**TASK DIRECTIONS**
Please format every line of the entries below as a JSON list of strings, one string per line, skipping blank lines and leaving out the pictures.

(Excerpts from labeled region data)
+++++
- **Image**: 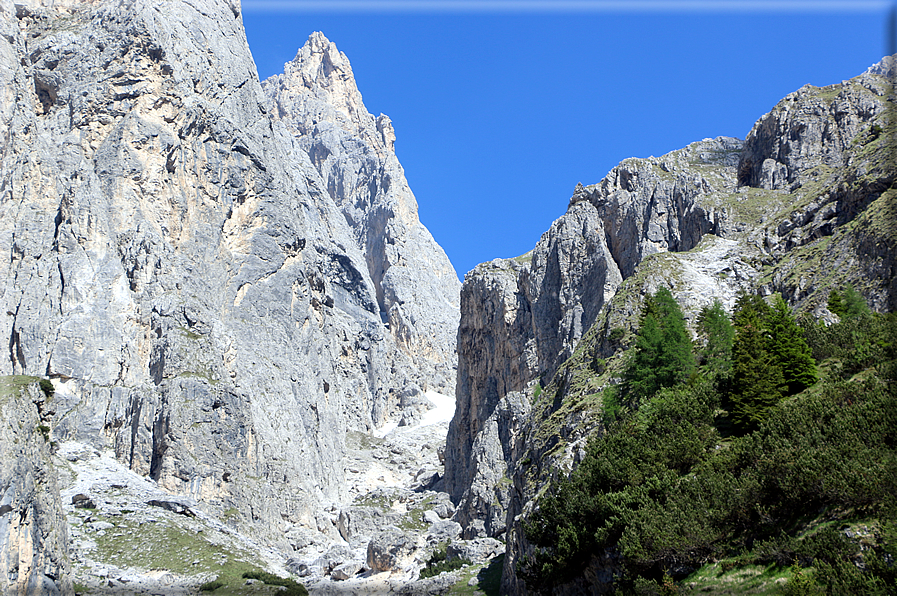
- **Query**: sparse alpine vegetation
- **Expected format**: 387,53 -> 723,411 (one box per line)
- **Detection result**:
518,288 -> 897,594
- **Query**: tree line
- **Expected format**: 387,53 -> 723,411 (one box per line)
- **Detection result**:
518,287 -> 897,594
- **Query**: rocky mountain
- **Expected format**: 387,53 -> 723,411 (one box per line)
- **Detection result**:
0,0 -> 460,593
0,0 -> 897,594
445,57 -> 897,594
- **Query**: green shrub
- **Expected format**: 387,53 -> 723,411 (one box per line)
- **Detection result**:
243,571 -> 308,596
199,579 -> 227,592
420,542 -> 471,579
782,563 -> 824,596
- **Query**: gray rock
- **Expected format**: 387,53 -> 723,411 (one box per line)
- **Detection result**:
0,377 -> 73,596
263,32 -> 460,396
426,519 -> 462,545
445,538 -> 505,563
0,0 -> 459,556
366,529 -> 418,573
330,561 -> 364,580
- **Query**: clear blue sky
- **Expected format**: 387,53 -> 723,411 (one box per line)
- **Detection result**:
242,0 -> 894,278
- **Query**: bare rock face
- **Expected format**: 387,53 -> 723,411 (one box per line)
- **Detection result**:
445,137 -> 741,538
0,377 -> 72,596
0,0 -> 458,556
738,57 -> 894,189
445,57 -> 897,594
263,33 -> 461,393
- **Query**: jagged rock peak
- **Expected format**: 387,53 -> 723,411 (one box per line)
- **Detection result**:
263,32 -> 461,393
270,31 -> 395,152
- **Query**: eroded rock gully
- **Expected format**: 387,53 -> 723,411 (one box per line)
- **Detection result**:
0,0 -> 460,593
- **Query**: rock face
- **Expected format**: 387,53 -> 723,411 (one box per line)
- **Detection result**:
0,0 -> 459,564
445,57 -> 897,594
0,377 -> 72,596
263,33 -> 460,394
446,137 -> 741,537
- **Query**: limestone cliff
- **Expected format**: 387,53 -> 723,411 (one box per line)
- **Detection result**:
446,57 -> 897,593
263,33 -> 460,393
0,0 -> 459,584
0,376 -> 72,596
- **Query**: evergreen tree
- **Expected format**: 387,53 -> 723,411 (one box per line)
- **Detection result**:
698,300 -> 735,373
768,295 -> 819,395
731,294 -> 785,429
839,285 -> 871,318
623,287 -> 695,398
828,290 -> 847,319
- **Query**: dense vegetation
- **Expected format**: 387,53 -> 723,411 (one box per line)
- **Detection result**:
518,291 -> 897,594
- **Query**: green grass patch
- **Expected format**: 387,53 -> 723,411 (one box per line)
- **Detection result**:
0,375 -> 41,402
681,559 -> 791,595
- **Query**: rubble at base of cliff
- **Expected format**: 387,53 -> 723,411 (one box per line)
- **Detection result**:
55,393 -> 504,595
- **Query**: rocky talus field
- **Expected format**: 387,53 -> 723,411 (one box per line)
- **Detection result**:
0,0 -> 897,596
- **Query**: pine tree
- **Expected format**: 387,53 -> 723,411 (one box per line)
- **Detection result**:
827,290 -> 847,319
623,287 -> 695,398
839,285 -> 871,319
768,295 -> 819,395
698,300 -> 735,373
731,294 -> 786,429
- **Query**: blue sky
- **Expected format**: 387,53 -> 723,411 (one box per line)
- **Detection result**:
242,0 -> 894,278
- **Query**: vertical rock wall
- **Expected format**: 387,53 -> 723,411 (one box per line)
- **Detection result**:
0,0 -> 459,552
0,377 -> 73,596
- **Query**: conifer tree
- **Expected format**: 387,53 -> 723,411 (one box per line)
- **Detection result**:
827,290 -> 847,318
839,285 -> 870,318
731,294 -> 785,429
768,295 -> 819,395
623,287 -> 695,398
698,300 -> 735,372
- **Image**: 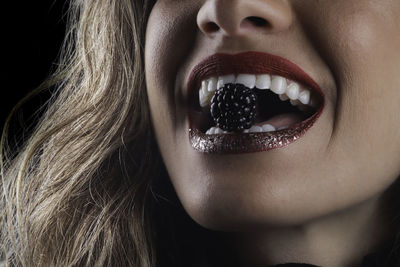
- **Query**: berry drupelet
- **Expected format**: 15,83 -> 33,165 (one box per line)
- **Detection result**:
211,83 -> 257,132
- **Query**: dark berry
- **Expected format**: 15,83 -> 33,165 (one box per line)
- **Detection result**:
210,83 -> 257,132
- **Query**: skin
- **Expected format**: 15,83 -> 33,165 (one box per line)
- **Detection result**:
145,0 -> 400,266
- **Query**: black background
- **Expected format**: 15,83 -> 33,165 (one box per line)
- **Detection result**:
0,0 -> 68,131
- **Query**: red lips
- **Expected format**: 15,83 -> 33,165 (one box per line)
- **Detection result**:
187,52 -> 324,153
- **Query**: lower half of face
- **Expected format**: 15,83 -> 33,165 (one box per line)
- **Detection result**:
145,1 -> 400,230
+++++
**RESULT OF THIS EXERCISE**
[
  "- **Image**: ",
  "- **Query**: sparse alpine vegetation",
  "- **Expected format**: 387,53 -> 723,411 (one box per line)",
  "- **Detection result**:",
  "518,288 -> 897,594",
  "- **Query**: tree line",
  "- **Expected format**: 387,53 -> 723,411 (one box per line)",
  "- **Detection result**:",
  "518,287 -> 897,594",
  "- **Query**: rocky mountain",
  "- **Expected format**: 387,53 -> 723,411 (one box per line)",
  "- **Detection result**:",
  "0,0 -> 460,593",
  "0,0 -> 897,594",
  "445,57 -> 897,594",
  "- **Query**: green shrub",
  "- **Expected format**: 387,53 -> 723,411 (one box per line)",
  "- **Detection result**:",
  "243,571 -> 308,596",
  "199,579 -> 227,592",
  "420,542 -> 471,579",
  "782,563 -> 824,596",
  "- **Query**: gray rock",
  "- **Expected format**: 387,53 -> 723,411 (one box per line)",
  "- **Detection result**:",
  "0,377 -> 73,596",
  "263,32 -> 460,396",
  "426,519 -> 462,545",
  "445,538 -> 505,563",
  "0,0 -> 459,556",
  "366,529 -> 418,573",
  "330,561 -> 364,580",
  "- **Query**: clear blue sky",
  "- **Expected format**: 387,53 -> 723,411 (one box per line)",
  "- **Detection result**:",
  "242,0 -> 894,278",
  "- **Query**: bare rock face",
  "- **Expected format**: 387,53 -> 723,411 (one box per line)",
  "- **Detection result**:",
  "445,137 -> 741,538",
  "0,377 -> 72,596",
  "0,0 -> 458,556",
  "738,57 -> 894,189",
  "445,57 -> 897,594",
  "263,33 -> 461,393",
  "- **Query**: jagged rock peak",
  "- **Expected format**: 387,53 -> 723,411 (one box per line)",
  "- **Detection result**:",
  "263,32 -> 461,393",
  "270,31 -> 395,152",
  "- **Query**: eroded rock gully",
  "- **Expected format**: 387,53 -> 723,411 (one box per line)",
  "- **Detection result**:",
  "0,0 -> 460,593",
  "- **Query**: rock face",
  "- **Expected format**: 387,53 -> 723,411 (one box per line)",
  "- **Detection result**:",
  "0,0 -> 459,564",
  "445,57 -> 897,594",
  "0,377 -> 72,596",
  "263,33 -> 460,394",
  "446,137 -> 741,537",
  "- **Query**: limestone cliff",
  "- **Expected format**: 387,53 -> 723,411 (one box per line)",
  "- **Detection result**:",
  "446,57 -> 897,593",
  "263,33 -> 460,393",
  "0,0 -> 459,584",
  "0,376 -> 72,596",
  "- **Query**: evergreen tree",
  "- **Expected format**: 387,53 -> 723,411 (one box per line)",
  "- **Detection result**:",
  "698,300 -> 735,373",
  "768,295 -> 819,395",
  "731,294 -> 785,429",
  "839,285 -> 871,318",
  "623,287 -> 695,398",
  "828,290 -> 847,319",
  "- **Query**: dense vegetation",
  "- **Expected format**: 387,53 -> 723,411 (one box per line)",
  "- **Detection result**:",
  "518,291 -> 897,594",
  "- **Query**: green grass patch",
  "- **Expected format**: 387,53 -> 723,411 (one box per line)",
  "- **Detection result**:",
  "0,375 -> 41,402",
  "681,559 -> 791,595",
  "- **Query**: rubble at base of cliff",
  "- **Expected format**: 387,53 -> 723,411 (one box per line)",
  "- **Detection result**:",
  "55,393 -> 504,595",
  "- **Query**: rocky talus field",
  "- **Expected format**: 387,53 -> 723,411 (one box per line)",
  "- **Detection result**:",
  "0,0 -> 897,596",
  "- **Query**: pine tree",
  "- **Expected format**: 387,53 -> 723,411 (one box per line)",
  "- **Detection result**:",
  "827,290 -> 847,319",
  "623,287 -> 695,398",
  "839,285 -> 871,319",
  "768,295 -> 819,395",
  "698,300 -> 735,373",
  "731,294 -> 786,429",
  "- **Query**: blue sky",
  "- **Expected format**: 387,53 -> 723,411 (one box per line)",
  "- **Detection result**:",
  "242,0 -> 894,278",
  "- **Query**: vertical rock wall",
  "- **Expected format**: 387,53 -> 723,411 (one box per line)",
  "- **Detection result**:",
  "0,0 -> 459,552",
  "0,377 -> 73,596",
  "- **Query**: conifer tree",
  "- **Expected format**: 387,53 -> 723,411 (one box per line)",
  "- **Detection result**:",
  "827,290 -> 847,318",
  "839,285 -> 870,318",
  "731,294 -> 785,429",
  "768,295 -> 819,395",
  "623,287 -> 695,398",
  "698,300 -> 735,372",
  "- **Image**: ",
  "- **Query**: berry drupelet",
  "- **Expected format**: 15,83 -> 33,165 (one box per line)",
  "- **Detection result**:",
  "211,83 -> 257,132",
  "- **Query**: dark berry",
  "- **Expected format**: 15,83 -> 33,165 (one box per line)",
  "- **Detection result**:",
  "210,83 -> 257,132",
  "- **Query**: skin",
  "- **Expected format**: 15,83 -> 33,165 (one box per line)",
  "- **Detection result**:",
  "145,0 -> 400,266",
  "- **Query**: black background",
  "- **Expected format**: 15,83 -> 33,165 (one box per line)",
  "- **Detection result**:",
  "0,0 -> 68,131",
  "- **Query**: red lips",
  "- **Expected format**: 15,83 -> 33,165 (one box per line)",
  "- **Detection result**:",
  "187,52 -> 324,153",
  "- **Query**: lower half of face",
  "- **Expected format**: 15,83 -> 33,165 (one box per line)",
  "- **Detection result**:",
  "145,1 -> 400,230"
]